* **EXERCISE OBJECTIVE**
Quote all of the entries word for word.

================================

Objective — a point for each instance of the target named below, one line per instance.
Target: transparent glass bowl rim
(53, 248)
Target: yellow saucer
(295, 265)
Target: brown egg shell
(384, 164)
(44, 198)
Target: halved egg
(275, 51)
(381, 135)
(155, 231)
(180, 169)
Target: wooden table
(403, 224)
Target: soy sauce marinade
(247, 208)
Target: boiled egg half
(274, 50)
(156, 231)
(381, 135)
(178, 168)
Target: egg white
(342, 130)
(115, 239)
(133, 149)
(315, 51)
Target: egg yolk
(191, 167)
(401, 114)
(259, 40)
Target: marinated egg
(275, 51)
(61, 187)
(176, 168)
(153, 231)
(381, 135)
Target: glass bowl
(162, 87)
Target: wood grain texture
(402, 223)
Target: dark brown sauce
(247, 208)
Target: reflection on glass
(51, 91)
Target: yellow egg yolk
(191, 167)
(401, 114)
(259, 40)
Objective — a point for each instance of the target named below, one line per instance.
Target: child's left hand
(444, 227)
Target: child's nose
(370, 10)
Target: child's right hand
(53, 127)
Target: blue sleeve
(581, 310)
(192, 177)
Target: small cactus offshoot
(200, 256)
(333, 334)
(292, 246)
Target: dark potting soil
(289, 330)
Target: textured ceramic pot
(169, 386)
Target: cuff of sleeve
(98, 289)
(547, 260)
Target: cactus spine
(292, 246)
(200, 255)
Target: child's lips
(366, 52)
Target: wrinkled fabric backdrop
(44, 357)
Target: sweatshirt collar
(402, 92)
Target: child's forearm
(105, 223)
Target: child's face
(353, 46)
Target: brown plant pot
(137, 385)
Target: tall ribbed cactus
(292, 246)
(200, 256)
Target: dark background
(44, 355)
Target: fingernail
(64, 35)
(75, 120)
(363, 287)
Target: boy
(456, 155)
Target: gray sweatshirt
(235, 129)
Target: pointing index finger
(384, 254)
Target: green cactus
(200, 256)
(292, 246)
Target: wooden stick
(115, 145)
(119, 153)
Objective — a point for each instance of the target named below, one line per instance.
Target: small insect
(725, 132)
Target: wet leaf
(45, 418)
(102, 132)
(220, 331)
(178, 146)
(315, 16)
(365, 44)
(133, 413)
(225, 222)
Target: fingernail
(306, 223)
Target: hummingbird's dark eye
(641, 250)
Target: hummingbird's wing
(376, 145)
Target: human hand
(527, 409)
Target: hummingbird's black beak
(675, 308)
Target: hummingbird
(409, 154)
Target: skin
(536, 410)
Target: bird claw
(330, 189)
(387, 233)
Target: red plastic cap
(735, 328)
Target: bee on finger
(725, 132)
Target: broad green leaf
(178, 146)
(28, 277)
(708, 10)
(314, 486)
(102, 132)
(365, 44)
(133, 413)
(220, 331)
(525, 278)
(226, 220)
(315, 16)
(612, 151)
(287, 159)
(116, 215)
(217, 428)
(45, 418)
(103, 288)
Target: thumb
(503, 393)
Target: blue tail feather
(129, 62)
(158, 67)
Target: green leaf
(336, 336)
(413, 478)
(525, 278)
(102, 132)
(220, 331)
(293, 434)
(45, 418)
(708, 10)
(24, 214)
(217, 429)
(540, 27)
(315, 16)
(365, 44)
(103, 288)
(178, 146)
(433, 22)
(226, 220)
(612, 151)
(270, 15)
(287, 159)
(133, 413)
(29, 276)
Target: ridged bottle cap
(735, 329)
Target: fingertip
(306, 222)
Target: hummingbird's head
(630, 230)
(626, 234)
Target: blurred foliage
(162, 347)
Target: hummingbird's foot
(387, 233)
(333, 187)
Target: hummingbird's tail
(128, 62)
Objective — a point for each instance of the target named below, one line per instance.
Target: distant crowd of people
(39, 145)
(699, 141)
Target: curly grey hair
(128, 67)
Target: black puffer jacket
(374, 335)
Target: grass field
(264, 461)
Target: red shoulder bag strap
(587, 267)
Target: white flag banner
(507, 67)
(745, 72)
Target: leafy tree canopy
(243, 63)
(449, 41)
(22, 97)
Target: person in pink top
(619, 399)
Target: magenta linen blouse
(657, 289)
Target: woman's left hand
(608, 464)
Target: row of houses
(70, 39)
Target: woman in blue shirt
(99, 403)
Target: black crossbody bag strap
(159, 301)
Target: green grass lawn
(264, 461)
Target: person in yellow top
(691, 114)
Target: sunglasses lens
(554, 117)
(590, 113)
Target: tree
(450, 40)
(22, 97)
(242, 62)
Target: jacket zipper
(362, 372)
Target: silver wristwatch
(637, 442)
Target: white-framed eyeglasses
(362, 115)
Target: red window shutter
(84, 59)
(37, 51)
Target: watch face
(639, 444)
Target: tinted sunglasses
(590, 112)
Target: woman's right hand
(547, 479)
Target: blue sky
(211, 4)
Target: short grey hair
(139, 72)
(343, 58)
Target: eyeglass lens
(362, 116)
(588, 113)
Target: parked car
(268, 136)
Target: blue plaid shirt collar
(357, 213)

================================

* **IN RESPONSE**
Objective — a point for each instance of the target named below, one line per instance.
Target: transparent glass bowl rim
(53, 248)
Target: yellow saucer
(295, 265)
Target: brown egg shell
(384, 164)
(44, 198)
Target: halved egg
(275, 51)
(381, 135)
(155, 231)
(180, 169)
Target: wooden table
(403, 224)
Target: soy sauce marinade
(247, 208)
Target: boiled egg half
(274, 50)
(156, 231)
(381, 135)
(178, 168)
Target: egg white
(342, 130)
(115, 239)
(133, 149)
(315, 51)
Target: egg yolk
(191, 167)
(401, 114)
(259, 40)
Target: marinated egg
(275, 51)
(61, 187)
(176, 168)
(153, 231)
(381, 135)
Target: glass bowl
(162, 87)
Target: wood grain texture
(402, 223)
Target: dark brown sauce
(247, 208)
Target: reflection on glass
(51, 91)
Target: yellow egg yolk
(191, 167)
(401, 114)
(259, 40)
Objective — a point for each instance of the target named below, one line per instance.
Target: child's left hand
(444, 227)
Target: child's nose
(370, 10)
Target: child's right hand
(53, 127)
Target: blue sleeve
(581, 310)
(192, 177)
Target: small cactus offshoot
(200, 256)
(333, 334)
(292, 246)
Target: dark potting soil
(289, 330)
Target: textured ceramic pot
(169, 386)
Target: cuff of sleeve
(98, 289)
(547, 260)
Target: cactus spine
(292, 246)
(200, 255)
Target: child's lips
(366, 52)
Target: wrinkled fabric backdrop
(44, 357)
Target: sweatshirt collar
(402, 92)
Target: child's forearm
(105, 223)
Target: child's face
(353, 46)
Target: brown plant pot
(137, 385)
Target: tall ribbed cactus
(292, 246)
(200, 256)
Target: dark background
(44, 355)
Target: fingernail
(64, 35)
(75, 120)
(363, 287)
Target: boy
(456, 155)
Target: gray sweatshirt
(235, 129)
Target: pointing index finger
(384, 254)
Target: green cactus
(200, 256)
(292, 246)
Target: wooden stick
(115, 145)
(119, 153)
Objective — a point for each instance of the target named below, one line per instance.
Target: small insect
(725, 132)
Target: wet leaf
(45, 418)
(102, 132)
(220, 331)
(178, 146)
(315, 16)
(365, 44)
(133, 413)
(225, 222)
Target: fingernail
(306, 223)
Target: hummingbird's dark eye
(641, 250)
Target: hummingbird's wing
(376, 145)
Target: human hand
(527, 409)
Target: hummingbird's black beak
(675, 308)
Target: hummingbird
(409, 154)
Target: skin
(536, 410)
Target: bird claw
(330, 189)
(387, 233)
Target: red plastic cap
(735, 328)
Target: bee on finger
(725, 132)
Target: broad green leaf
(178, 146)
(28, 277)
(708, 10)
(314, 486)
(102, 132)
(365, 44)
(133, 413)
(220, 331)
(525, 278)
(226, 220)
(315, 16)
(612, 151)
(287, 159)
(116, 215)
(217, 428)
(45, 418)
(103, 288)
Target: thumb
(503, 393)
Target: blue tail feather
(129, 62)
(158, 67)
Target: green leaf
(336, 336)
(413, 478)
(525, 278)
(102, 132)
(220, 331)
(293, 434)
(45, 418)
(708, 10)
(24, 214)
(217, 429)
(540, 27)
(315, 16)
(365, 44)
(103, 288)
(178, 146)
(433, 22)
(226, 220)
(612, 151)
(270, 15)
(287, 159)
(133, 413)
(29, 276)
Target: ridged bottle cap
(735, 329)
Target: fingertip
(306, 222)
Target: hummingbird's head
(630, 230)
(626, 234)
Target: blurred foliage
(162, 347)
Target: hummingbird's foot
(387, 233)
(333, 187)
Target: hummingbird's tail
(128, 62)
Objective — a point for each instance of the target named below, one line per instance.
Target: distant crowd of people
(39, 145)
(699, 141)
Target: curly grey hair
(128, 67)
Target: black puffer jacket
(374, 335)
Target: grass field
(264, 461)
Target: red shoulder bag strap
(587, 267)
Target: white flag banner
(507, 67)
(745, 72)
Target: leafy tree canopy
(243, 63)
(449, 41)
(22, 97)
Target: person in pink top
(619, 399)
Target: magenta linen blouse
(657, 289)
Target: woman's left hand
(608, 464)
Target: row of houses
(70, 39)
Target: woman in blue shirt
(99, 403)
Target: black crossbody bag strap
(159, 301)
Target: green grass lawn
(264, 461)
Target: person in yellow top
(691, 114)
Target: sunglasses lens
(554, 117)
(590, 113)
Target: tree
(450, 40)
(22, 97)
(242, 62)
Target: jacket zipper
(362, 372)
Target: silver wristwatch
(637, 442)
Target: white-framed eyeglasses
(362, 115)
Target: red window shutter
(84, 59)
(37, 51)
Target: watch face
(639, 444)
Target: tinted sunglasses
(590, 112)
Target: woman's right hand
(547, 479)
Target: blue sky
(211, 4)
Target: short grey hair
(139, 72)
(343, 58)
Target: eyeglass lens
(362, 116)
(588, 113)
Target: parked car
(268, 136)
Target: blue plaid shirt collar
(357, 213)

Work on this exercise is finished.